Your goal:
Reproduce the items starting at the line that contains "the wooden plank." and ending at the line that contains "39, 268, 103, 336", both included. Leave the requests unchanged, but multiply every pixel coordinate in the answers by 1.75 and round it to a whole number, with halves rounded up, and return those lines alone.
--- start of Exercise input ---
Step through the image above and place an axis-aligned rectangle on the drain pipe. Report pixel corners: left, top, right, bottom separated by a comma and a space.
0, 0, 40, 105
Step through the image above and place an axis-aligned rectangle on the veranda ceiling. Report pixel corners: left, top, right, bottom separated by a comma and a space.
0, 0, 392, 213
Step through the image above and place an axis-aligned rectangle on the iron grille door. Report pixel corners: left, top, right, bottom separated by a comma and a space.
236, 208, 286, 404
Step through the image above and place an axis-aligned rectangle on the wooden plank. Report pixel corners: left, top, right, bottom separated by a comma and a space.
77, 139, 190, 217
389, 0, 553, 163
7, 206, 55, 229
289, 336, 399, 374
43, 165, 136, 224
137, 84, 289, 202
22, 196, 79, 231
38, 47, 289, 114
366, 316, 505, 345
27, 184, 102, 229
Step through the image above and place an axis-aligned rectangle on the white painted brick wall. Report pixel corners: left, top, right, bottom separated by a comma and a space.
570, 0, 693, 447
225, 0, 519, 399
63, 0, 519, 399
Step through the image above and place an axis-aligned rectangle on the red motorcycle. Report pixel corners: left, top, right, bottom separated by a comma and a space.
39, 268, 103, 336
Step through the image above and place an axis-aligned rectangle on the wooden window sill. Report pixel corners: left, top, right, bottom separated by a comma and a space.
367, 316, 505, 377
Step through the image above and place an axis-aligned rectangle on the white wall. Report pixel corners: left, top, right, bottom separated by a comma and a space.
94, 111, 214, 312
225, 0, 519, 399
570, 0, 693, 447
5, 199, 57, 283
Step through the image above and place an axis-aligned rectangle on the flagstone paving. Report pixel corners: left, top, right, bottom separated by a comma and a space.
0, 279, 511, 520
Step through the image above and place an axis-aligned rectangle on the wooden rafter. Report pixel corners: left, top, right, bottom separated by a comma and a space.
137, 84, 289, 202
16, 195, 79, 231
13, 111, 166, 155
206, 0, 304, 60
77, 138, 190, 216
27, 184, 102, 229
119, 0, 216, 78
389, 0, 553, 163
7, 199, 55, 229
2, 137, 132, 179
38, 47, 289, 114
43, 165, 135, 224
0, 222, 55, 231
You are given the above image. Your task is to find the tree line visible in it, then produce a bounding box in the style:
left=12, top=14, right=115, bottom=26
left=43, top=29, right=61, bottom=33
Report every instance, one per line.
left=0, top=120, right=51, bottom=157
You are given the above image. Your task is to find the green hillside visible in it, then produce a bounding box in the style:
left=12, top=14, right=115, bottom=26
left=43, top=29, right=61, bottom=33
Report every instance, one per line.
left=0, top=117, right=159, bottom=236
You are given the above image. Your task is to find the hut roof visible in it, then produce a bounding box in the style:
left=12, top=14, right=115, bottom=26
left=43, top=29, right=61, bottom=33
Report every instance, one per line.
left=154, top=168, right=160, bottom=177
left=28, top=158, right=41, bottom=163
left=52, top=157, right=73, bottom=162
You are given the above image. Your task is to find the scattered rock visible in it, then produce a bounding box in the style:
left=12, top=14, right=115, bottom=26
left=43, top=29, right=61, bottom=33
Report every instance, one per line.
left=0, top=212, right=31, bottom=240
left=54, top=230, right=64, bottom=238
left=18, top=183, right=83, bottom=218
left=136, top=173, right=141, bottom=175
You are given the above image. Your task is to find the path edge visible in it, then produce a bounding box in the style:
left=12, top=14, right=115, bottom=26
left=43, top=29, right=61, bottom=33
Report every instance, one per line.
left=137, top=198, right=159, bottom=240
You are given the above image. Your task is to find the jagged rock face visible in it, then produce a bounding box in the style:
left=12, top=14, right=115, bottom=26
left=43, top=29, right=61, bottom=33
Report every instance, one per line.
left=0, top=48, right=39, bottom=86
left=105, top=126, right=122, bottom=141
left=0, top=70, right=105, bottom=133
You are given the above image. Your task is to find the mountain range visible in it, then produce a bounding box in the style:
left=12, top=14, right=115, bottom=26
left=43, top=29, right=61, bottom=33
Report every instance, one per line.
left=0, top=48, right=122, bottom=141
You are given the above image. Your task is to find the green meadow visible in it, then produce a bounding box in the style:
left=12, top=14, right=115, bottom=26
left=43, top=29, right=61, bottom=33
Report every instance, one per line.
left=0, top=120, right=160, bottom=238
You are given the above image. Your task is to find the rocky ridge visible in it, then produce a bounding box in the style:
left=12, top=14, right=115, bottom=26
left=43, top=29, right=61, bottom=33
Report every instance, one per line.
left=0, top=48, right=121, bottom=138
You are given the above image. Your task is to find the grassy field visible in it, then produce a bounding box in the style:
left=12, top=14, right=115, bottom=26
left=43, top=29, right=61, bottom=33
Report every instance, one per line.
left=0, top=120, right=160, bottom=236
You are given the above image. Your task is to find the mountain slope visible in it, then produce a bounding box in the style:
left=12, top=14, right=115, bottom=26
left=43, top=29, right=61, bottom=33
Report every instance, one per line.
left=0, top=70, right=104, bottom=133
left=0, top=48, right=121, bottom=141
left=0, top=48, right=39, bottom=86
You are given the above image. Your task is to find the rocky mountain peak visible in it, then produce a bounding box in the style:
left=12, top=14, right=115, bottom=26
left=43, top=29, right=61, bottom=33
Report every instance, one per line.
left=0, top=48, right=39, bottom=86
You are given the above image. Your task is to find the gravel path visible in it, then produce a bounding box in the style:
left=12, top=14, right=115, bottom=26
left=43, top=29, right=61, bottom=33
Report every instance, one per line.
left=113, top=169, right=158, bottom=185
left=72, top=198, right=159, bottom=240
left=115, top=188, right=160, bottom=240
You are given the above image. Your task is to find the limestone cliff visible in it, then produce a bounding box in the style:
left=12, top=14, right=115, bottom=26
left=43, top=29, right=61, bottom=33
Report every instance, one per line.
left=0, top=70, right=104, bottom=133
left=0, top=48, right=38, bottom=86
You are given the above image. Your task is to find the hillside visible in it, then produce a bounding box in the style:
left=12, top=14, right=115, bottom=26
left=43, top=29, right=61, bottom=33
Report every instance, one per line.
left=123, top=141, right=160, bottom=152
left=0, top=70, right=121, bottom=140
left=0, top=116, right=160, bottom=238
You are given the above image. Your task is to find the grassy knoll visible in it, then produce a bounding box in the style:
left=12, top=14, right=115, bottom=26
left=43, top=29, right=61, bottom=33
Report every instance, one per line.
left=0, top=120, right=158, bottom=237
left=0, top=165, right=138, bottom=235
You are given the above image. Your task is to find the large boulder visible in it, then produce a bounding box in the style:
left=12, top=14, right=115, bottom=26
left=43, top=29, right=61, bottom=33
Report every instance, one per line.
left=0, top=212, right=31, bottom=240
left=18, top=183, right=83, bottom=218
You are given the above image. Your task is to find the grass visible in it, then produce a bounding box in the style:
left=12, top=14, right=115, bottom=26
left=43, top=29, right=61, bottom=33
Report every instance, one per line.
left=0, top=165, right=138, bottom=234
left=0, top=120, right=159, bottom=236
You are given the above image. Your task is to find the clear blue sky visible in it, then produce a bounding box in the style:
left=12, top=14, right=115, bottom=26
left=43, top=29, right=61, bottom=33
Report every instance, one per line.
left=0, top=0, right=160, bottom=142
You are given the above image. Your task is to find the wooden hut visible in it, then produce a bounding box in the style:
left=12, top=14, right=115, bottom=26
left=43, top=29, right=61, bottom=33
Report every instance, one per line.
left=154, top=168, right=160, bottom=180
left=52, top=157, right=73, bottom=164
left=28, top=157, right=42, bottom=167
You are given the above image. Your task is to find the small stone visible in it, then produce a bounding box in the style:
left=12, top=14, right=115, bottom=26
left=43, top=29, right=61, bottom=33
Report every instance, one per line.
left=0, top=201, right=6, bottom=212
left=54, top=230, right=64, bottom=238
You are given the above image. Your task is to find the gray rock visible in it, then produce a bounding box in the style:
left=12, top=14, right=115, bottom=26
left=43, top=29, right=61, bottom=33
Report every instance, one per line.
--- end of Exercise input ---
The solution:
Step through the image above and place an axis-aligned rectangle on the wooden plank. Report pixel corners: left, top, right, bottom separated by a comma and a space.
135, 243, 333, 380
681, 0, 968, 285
12, 361, 96, 401
506, 588, 698, 655
75, 289, 238, 392
240, 147, 506, 354
39, 343, 138, 404
67, 82, 506, 200
641, 553, 884, 604
47, 322, 179, 401
Step through the image above and place an axis-aligned rectangle on the white painted brick wall. Report pixel corners: left, top, right, bottom separated by a comma and a space.
998, 0, 1213, 782
394, 0, 908, 698
110, 0, 908, 698
Step through the image above and place an axis-aligned rectangle on the red motorcycle. Report pixel corners: left, top, right, bottom separated by a comma and a space.
68, 469, 180, 588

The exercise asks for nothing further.